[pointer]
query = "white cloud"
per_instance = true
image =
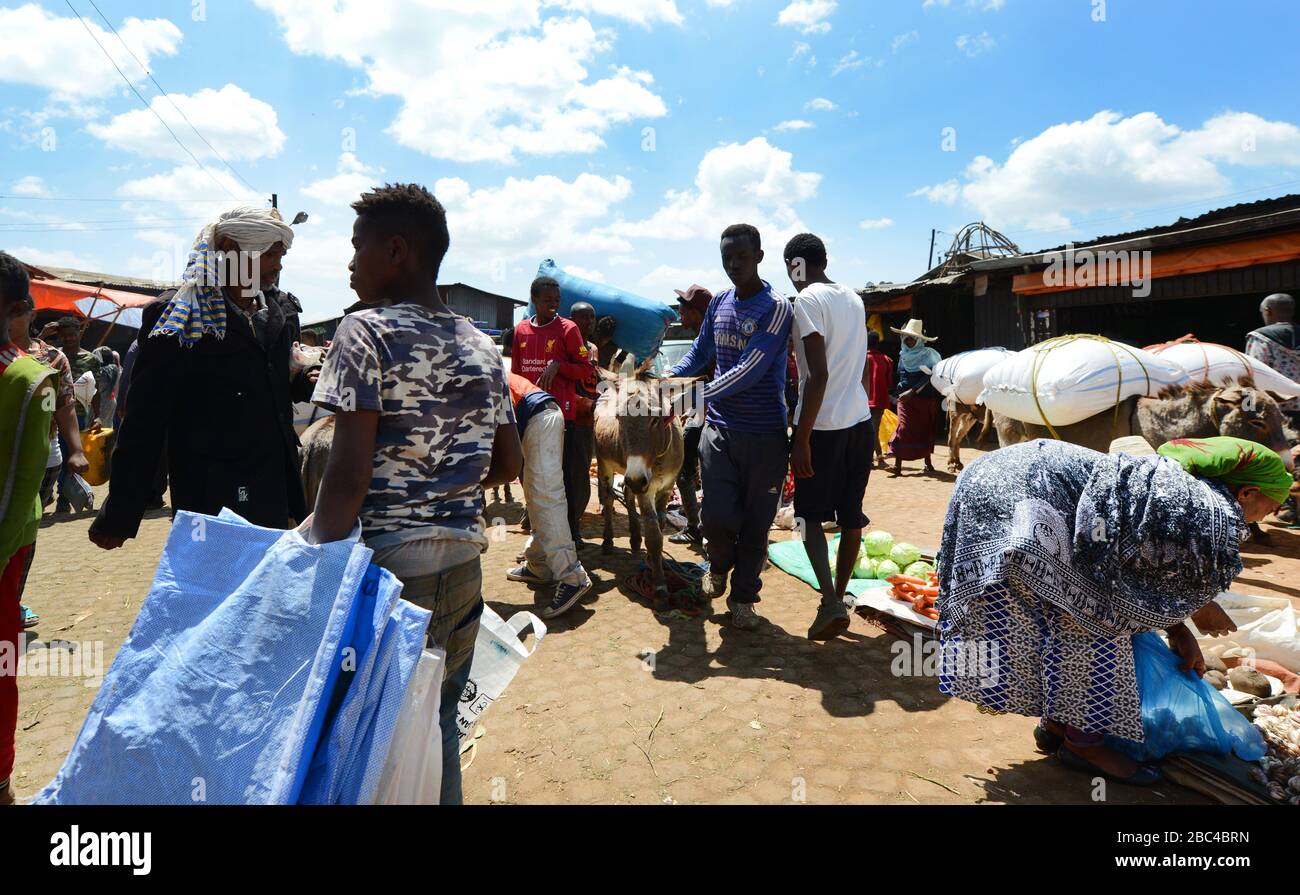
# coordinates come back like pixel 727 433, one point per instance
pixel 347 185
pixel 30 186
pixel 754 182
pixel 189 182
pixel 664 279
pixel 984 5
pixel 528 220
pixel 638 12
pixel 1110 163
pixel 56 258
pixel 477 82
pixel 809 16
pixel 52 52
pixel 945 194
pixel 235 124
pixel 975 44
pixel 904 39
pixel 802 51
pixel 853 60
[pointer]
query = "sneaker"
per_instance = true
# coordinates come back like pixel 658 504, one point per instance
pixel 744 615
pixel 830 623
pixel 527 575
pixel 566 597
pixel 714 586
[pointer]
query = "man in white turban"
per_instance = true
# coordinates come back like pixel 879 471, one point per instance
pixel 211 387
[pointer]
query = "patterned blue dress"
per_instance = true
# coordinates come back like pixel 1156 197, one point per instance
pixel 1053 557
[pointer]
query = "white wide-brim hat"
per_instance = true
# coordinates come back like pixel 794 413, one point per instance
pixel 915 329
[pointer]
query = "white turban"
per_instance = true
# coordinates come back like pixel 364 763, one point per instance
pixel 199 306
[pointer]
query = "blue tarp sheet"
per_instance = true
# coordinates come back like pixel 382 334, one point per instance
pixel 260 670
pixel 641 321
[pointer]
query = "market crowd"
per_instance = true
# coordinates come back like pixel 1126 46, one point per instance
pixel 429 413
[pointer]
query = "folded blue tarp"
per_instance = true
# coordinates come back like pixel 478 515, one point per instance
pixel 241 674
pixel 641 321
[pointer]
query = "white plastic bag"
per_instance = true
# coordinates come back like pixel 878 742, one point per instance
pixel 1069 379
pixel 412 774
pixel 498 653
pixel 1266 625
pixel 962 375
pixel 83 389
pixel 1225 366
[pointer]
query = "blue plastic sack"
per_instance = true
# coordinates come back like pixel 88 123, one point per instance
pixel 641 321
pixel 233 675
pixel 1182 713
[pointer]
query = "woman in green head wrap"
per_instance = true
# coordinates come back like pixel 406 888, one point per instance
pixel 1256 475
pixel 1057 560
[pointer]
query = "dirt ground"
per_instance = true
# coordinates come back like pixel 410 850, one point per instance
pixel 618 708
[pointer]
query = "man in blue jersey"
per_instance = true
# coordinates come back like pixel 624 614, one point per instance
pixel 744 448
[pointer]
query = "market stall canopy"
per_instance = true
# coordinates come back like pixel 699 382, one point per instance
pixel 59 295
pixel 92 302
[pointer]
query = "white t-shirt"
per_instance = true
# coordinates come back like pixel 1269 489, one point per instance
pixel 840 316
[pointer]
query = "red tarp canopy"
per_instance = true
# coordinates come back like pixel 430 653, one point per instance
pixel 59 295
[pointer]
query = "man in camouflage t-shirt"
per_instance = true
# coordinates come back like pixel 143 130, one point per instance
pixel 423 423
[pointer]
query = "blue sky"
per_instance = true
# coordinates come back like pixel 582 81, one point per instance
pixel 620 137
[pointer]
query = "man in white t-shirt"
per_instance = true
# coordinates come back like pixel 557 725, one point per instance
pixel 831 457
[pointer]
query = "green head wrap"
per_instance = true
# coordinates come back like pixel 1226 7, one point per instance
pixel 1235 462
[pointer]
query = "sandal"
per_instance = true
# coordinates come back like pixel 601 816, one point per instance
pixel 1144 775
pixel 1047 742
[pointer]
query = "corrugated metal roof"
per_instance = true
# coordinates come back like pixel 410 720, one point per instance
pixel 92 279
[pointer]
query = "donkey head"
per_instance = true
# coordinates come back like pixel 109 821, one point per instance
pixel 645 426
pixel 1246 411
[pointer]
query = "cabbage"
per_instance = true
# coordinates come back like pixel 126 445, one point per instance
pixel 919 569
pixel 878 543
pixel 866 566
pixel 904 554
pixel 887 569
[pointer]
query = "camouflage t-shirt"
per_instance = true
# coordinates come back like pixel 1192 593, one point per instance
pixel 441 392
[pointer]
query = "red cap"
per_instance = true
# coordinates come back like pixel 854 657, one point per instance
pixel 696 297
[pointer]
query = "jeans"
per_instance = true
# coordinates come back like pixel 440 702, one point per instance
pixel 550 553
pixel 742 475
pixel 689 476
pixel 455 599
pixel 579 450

○ ○ ○ ○ ○ ○ ○

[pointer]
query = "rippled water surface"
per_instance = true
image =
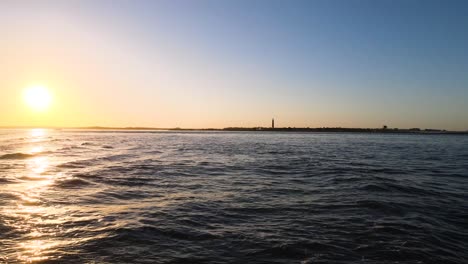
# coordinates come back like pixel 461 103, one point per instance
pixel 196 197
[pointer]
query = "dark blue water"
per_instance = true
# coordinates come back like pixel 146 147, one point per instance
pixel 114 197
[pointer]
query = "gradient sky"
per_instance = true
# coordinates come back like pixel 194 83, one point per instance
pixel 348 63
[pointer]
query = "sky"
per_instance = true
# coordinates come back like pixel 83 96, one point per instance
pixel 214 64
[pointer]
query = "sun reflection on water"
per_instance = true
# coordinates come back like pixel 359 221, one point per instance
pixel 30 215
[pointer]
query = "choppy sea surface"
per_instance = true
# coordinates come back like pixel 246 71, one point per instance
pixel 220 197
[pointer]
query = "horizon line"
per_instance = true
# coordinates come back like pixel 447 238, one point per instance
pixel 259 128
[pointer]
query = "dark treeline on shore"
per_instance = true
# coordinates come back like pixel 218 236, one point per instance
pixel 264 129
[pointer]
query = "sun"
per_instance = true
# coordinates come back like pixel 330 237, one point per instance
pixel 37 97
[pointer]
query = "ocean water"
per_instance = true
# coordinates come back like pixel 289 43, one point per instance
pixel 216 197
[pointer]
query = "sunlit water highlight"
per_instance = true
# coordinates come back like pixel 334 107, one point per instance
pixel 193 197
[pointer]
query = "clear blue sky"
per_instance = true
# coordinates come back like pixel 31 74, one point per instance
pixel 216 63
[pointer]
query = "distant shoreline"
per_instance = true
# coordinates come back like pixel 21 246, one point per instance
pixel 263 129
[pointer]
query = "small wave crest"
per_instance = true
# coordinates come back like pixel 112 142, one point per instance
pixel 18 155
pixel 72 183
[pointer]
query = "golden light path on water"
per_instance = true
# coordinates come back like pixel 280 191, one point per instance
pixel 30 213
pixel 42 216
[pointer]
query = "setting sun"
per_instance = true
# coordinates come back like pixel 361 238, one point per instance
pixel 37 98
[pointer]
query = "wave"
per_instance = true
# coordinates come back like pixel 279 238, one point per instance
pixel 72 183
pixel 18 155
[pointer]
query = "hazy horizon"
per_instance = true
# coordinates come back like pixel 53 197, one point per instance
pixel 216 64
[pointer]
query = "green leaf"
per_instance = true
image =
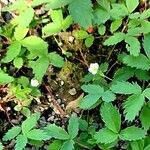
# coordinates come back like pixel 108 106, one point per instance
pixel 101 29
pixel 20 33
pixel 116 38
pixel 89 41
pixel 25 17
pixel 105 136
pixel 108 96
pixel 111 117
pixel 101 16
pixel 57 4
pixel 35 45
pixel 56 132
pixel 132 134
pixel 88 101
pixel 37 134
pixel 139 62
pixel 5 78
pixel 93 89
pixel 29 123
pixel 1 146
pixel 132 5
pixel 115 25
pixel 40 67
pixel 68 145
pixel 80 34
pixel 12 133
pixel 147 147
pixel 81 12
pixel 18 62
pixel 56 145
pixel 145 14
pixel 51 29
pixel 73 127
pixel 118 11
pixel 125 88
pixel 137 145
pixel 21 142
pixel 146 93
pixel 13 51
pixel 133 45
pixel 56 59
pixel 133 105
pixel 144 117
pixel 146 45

○ ○ ○ ○ ○ ○ ○

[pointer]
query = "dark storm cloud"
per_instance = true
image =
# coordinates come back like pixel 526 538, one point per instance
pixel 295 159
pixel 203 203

○ ○ ○ ○ ○ ○ ○

> [Exercise directions] Locate each line in the listing that contains the word "blue", and copy those lines.

> [Reply to the exercise]
query = "patterned blue dress"
query = "blue tarp sheet"
query = "folded blue tarp"
query = "blue plastic sack"
query = "man in blue jersey"
query = "blue sky"
query = "dark blue water"
query = "clear blue sky"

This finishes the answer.